Work required - Please reproduce the stretch of data from the line containing "Exercise. Point to the stone" through the end of the data, renaming "fortress" to "castle" and leaving everything else unchanged.

-- Start of The data --

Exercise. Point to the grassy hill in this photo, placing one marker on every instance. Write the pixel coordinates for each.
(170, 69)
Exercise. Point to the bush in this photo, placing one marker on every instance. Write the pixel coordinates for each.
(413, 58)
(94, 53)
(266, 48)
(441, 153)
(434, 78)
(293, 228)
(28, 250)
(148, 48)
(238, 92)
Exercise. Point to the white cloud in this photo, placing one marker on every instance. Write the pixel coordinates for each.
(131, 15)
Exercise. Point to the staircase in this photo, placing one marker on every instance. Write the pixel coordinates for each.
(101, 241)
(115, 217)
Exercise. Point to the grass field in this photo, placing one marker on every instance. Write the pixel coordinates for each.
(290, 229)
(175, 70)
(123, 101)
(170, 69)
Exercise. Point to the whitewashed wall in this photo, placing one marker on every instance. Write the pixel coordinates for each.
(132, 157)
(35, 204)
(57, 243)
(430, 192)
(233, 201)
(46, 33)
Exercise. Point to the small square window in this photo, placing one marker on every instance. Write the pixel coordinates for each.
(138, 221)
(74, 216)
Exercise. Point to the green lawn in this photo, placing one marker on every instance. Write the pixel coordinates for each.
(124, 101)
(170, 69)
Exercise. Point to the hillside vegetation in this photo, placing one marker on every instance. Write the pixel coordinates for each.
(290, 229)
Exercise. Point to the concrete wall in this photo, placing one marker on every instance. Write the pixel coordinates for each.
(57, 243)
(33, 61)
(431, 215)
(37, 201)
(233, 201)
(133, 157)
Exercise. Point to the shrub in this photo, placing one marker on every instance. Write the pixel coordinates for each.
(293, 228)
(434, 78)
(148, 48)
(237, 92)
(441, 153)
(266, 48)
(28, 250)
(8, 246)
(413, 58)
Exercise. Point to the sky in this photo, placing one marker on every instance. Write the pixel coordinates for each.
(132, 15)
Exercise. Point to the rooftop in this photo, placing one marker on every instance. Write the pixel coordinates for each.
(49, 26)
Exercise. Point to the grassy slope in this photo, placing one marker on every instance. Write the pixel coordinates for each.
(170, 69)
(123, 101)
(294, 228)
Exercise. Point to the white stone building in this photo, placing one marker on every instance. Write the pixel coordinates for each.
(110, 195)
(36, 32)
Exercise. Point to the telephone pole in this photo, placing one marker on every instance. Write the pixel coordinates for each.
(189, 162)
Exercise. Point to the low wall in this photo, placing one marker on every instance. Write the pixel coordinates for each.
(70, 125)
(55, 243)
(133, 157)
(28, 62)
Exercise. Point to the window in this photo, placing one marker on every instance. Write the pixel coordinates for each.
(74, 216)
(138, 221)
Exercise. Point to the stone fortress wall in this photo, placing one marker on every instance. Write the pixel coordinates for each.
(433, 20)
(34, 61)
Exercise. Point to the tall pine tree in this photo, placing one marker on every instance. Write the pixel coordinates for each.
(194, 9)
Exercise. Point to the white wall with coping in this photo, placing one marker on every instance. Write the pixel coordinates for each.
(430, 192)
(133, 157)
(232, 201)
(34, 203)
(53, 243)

-- End of The data --

Task output -
Exercise. Point to the stone castle wall in this photo, placing one marker on every instance. Write the pixel coordinates for each.
(433, 20)
(34, 61)
Exercise. Point to the tall pine tree in this photo, placing one marker on every instance. Write the pixel coordinates for each.
(194, 9)
Exercise. Point to the white wall with coping in this photo, placing one marker on every instance. Write the pixel coordinates for each.
(430, 192)
(133, 157)
(232, 201)
(34, 203)
(53, 243)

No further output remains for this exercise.